[Region annotation entries]
■ ■ ■ ■
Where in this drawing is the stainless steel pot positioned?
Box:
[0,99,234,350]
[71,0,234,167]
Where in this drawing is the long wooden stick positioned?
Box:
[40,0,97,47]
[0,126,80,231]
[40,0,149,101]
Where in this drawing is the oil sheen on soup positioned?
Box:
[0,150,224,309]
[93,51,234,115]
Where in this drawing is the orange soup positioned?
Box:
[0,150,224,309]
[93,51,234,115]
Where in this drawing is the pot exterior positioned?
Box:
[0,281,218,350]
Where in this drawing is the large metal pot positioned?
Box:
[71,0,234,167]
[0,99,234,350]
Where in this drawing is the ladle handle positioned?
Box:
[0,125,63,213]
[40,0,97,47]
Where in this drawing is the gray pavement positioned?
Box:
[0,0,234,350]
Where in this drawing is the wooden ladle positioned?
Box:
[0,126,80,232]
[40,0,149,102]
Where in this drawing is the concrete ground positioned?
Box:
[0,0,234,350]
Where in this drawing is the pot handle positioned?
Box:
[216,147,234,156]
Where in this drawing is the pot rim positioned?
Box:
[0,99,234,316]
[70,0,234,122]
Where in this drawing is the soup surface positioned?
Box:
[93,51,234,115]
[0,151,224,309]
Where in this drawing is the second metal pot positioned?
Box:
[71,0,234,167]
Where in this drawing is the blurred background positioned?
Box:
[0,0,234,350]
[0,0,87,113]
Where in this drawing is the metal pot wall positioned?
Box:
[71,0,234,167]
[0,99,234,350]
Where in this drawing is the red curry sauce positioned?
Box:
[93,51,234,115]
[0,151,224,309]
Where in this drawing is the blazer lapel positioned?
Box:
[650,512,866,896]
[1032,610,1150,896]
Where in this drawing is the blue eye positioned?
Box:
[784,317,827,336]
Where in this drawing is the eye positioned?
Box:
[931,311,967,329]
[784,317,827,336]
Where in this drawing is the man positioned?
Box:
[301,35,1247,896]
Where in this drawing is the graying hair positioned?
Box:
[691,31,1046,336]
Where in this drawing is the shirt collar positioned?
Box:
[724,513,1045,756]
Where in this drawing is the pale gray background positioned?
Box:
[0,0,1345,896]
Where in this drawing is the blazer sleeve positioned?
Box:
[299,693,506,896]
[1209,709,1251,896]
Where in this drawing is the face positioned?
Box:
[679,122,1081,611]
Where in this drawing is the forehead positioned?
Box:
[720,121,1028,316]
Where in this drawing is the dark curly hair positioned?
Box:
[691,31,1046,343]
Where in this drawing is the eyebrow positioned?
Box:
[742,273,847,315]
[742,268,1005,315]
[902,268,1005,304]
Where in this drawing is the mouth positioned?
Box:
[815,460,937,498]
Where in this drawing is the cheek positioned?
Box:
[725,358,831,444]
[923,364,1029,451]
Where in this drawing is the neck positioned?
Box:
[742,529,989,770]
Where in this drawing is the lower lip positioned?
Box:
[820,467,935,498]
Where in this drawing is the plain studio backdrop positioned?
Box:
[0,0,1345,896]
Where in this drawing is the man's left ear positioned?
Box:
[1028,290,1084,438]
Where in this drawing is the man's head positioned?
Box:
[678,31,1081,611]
■ ■ ■ ■
* _EXERCISE DESCRIPTION_: Render every line of the records above as a JSON list of strings, one string per line, with blank lines omitted.

* _SOLUTION FOR THIS EXERCISE_:
[
  "Where in this drawing is the stainless steel pot positioned?",
  "Box:",
  "[0,99,234,350]",
  "[71,0,234,167]",
  "Where in this drawing is the long wooden stick positioned?",
  "Box:",
  "[40,0,97,47]",
  "[0,126,80,231]",
  "[40,0,149,101]",
  "Where in this drawing is the oil sheen on soup positioned?",
  "Box:",
  "[0,150,224,309]",
  "[93,51,234,115]",
  "Where in this drawing is the orange soup positioned?",
  "Box:",
  "[0,150,224,309]",
  "[93,51,234,115]",
  "Where in this drawing is the pot exterior positioned?",
  "Box:",
  "[0,281,218,350]",
  "Where in this drawing is the large metal pot positioned?",
  "Box:",
  "[71,0,234,167]",
  "[0,99,234,350]",
  "Where in this drawing is the ladle handle positioned?",
  "Box:",
  "[0,125,63,213]",
  "[40,0,97,47]",
  "Where in this drawing is the gray pavement positioned?",
  "Box:",
  "[0,0,234,350]",
  "Where in this drawing is the wooden ladle positioned?",
  "Box:",
  "[0,126,80,232]",
  "[40,0,149,102]",
  "Where in this drawing is the concrete ground positioned?",
  "Box:",
  "[0,0,234,350]",
  "Where in this drawing is the pot handle positioned?",
  "Box:",
  "[216,147,234,156]",
  "Where in this drawing is the pot rim positioned?",
  "Box:",
  "[0,99,234,316]",
  "[70,0,234,122]",
  "Where in this drawing is the soup surface positioned?",
  "Box:",
  "[93,51,234,115]",
  "[0,151,224,309]",
  "Where in this drawing is the second metal pot positioned?",
  "Box:",
  "[71,0,234,167]",
  "Where in this drawing is the blurred background positioned?",
  "Box:",
  "[0,0,234,350]",
  "[0,0,87,113]",
  "Where in this drawing is the metal pot wall positioned?",
  "Box:",
  "[71,0,234,167]",
  "[0,99,234,350]",
  "Where in this drawing is the red curry sauce positioned?",
  "Box:",
  "[93,51,234,115]",
  "[0,151,224,309]",
  "Where in this drawing is the blazer lapel positioned?",
  "Box:",
  "[650,512,866,896]",
  "[1032,610,1150,896]",
  "Where in this drawing is the blue eye positioned?",
  "Box:",
  "[784,317,827,336]",
  "Where in this drawing is the eye positioned?",
  "Box:",
  "[931,311,967,329]",
  "[784,317,827,336]",
  "Where in this drawing is the man positioned?",
  "Box:",
  "[301,35,1247,896]",
  "Where in this drawing is the graying hair positioned?",
  "Box:",
  "[691,31,1046,336]",
  "Where in this drawing is the shirt collar positioned?",
  "Box:",
  "[724,513,1045,756]",
  "Where in this drawing is the pale gray background positioned?",
  "Box:",
  "[0,0,1345,896]",
  "Where in this drawing is the blazer sleeve positioned?",
  "Box:",
  "[299,693,506,896]",
  "[1209,709,1251,896]",
  "Where in this drawing is the face positioned?",
  "Box:",
  "[679,122,1081,611]",
  "Where in this drawing is the forehead positioned?",
  "Box:",
  "[720,121,1028,316]",
  "Where in this drawing is the dark curly hair positioned?",
  "Box:",
  "[691,31,1046,343]",
  "Where in this drawing is the eyebrow positioned?",
  "Box:",
  "[742,273,847,315]",
  "[742,268,1005,315]",
  "[902,268,1005,304]",
  "Where in this drawing is the mouth positioned?",
  "Box:",
  "[815,460,937,498]",
  "Where in this drawing is the cheek positioned?",
  "Box:",
  "[725,358,831,444]",
  "[923,364,1029,451]",
  "Where in this drawing is the neck positioned?",
  "Box:",
  "[742,529,989,770]",
  "Where in this drawing is the lower lip positioned?",
  "Box:",
  "[820,467,935,498]",
  "Where in this drawing is the plain studio backdrop positioned?",
  "Box:",
  "[0,0,1345,896]",
  "Where in this drawing is the man's left ear positioned?",
  "Box:",
  "[1028,290,1084,438]",
  "Where in this drawing is the man's head positioned?",
  "Box:",
  "[678,31,1081,611]"
]